*Given passage*.
Tag Archives: Fernie

Why I’ll miss Fernie

We listed our Fernie condo over the Christmas holidays. For 10 years it’s been our mountain retreat in summer and winter; during every three-hour drive I’ve sighed audibly as our car spirited us from Calgary to our happy place.

Fernie is where both of our children learned to ski. It’s the place we spent perfect summer days at Surveyor’s Lake. It’s the site of multiple hikes and even a mountain summit. I could wax nostalgic for hours, but we are ready to move on. It’s time for some new adventures, and I feel happy at the thought that perhaps another family will buy our condo and fall in love with this cool mountain town, its challenging ski hill and its many hiking and mountain biking trails.

In honour of a decade spent in Fernie, I’ve listed — in no particular order — all the things that make it a special place to spend a winter day (or evening).

*What you need to do*.
A: Could you condense the paragraph of the Fernie post that begins "Fernie is where both of our children" into a short bulleted list that keeps its main facts?
B: Answer these questions using the post about Fernie:
(i) How many years has the condo served as the family's mountain retreat?
(ii) Which city does the drive to Fernie start from, and how long does it take?
(iii) Where did the family spend perfect summer days?
C: Carry the post about Fernie forward from its final sentence. What comes next?
The data that follows plays no part in any of this work.

*Dataset excerpts*.
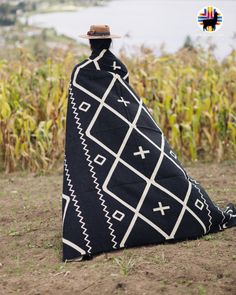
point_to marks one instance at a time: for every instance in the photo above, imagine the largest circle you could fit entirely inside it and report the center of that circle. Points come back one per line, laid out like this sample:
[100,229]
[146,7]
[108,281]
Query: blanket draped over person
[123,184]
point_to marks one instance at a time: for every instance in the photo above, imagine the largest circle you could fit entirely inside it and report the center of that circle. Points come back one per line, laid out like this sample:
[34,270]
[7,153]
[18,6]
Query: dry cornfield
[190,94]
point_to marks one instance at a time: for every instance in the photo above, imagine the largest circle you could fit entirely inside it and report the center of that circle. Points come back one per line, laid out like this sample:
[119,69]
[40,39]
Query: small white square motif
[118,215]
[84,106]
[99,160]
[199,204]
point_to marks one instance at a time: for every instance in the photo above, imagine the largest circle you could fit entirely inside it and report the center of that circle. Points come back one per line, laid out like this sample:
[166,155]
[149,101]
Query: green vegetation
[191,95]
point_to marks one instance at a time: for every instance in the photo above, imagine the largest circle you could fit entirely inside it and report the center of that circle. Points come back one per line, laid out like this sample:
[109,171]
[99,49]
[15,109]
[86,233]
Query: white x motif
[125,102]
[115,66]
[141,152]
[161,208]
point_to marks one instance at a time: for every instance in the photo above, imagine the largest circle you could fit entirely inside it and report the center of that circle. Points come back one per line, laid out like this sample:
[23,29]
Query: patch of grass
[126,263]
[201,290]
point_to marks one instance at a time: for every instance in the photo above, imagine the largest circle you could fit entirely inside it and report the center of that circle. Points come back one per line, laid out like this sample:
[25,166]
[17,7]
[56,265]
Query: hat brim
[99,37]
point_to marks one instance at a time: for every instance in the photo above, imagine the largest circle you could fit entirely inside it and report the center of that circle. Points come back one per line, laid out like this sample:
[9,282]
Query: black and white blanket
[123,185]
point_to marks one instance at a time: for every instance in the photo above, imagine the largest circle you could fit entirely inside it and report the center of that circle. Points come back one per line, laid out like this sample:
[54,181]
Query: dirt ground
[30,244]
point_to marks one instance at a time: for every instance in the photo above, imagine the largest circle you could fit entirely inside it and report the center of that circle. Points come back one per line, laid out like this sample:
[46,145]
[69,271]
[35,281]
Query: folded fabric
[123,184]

--

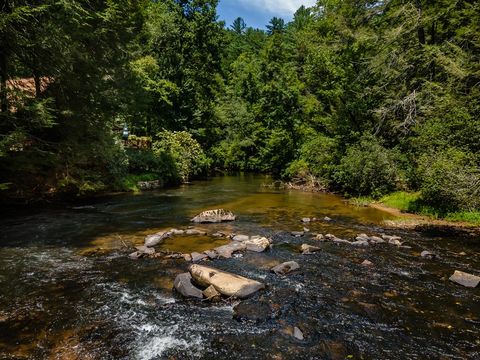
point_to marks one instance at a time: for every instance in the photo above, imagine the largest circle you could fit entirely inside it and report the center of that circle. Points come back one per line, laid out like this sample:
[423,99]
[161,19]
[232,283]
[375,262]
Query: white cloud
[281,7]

*Task-by-task outputs*.
A:
- Both children learned to ski in Fernie.
- The family spent perfect summer days at Surveyor's Lake.
- Fernie was the site of many hikes and even a mountain summit.
- The family is ready to move on to new adventures.
- The writer hopes another family will buy the condo and come to love the town, its challenging ski hill and its many hiking and mountain biking trails.

B:
(i) 10 years.
(ii) Calgary; it is a three-hour drive.
(iii) At Surveyor's Lake.

C:
3 p.m. powder off Deer Chair

This isn’t a regular occurrence, but for some reason on this particular Monday afternoon, after a dump, my daughter and I found endless stashes of untracked powder on either side of, and just below, the terrain park. It was basically a virgin field on a green run, which is perfect for a newbie powder hound like Avery.

Just shreddin' off Deer chair.

Just shreddin’ off Deer chair.

Hike to pow on a Sunday afternoon

Sometimes, timing is everything. That was certainly the case this past Sunday, when a friend and I noticed they had just opened Upper Lizard Bowl, allowing skiers to hike up to access the yet-to-be-skied snow field directly under the fearsome cliff walls of the Lizard Range (these slopes are often closed as regular blasting triggers avalanches that sweep the unblemished surface below). This made my last run of the weekend epic.

Look, Ma! We hiked up all this way!

Look, Ma! We hiked up all this way!

It's 20 minutes hiking up and exactly 36 seconds skiing down. But its worth it!

It’s 20 minutes hiking up and exactly 36 seconds skiing down. But worth it!

A small ski village means you run into friends

Back when I skied Vail, the resort was so vast and the village so large, I had no hope of meeting up with friends unless I showed up at the top of Chair 11 at 11 a.m. (a rendezvous colloquially known as 11 at 11 or “11:11”). Also, there were chalkboards at each lift for scrawling messages (this was before iPhones). At Fernie Alpine Resort, wait five minutes and a Califernian whom you know will ski by.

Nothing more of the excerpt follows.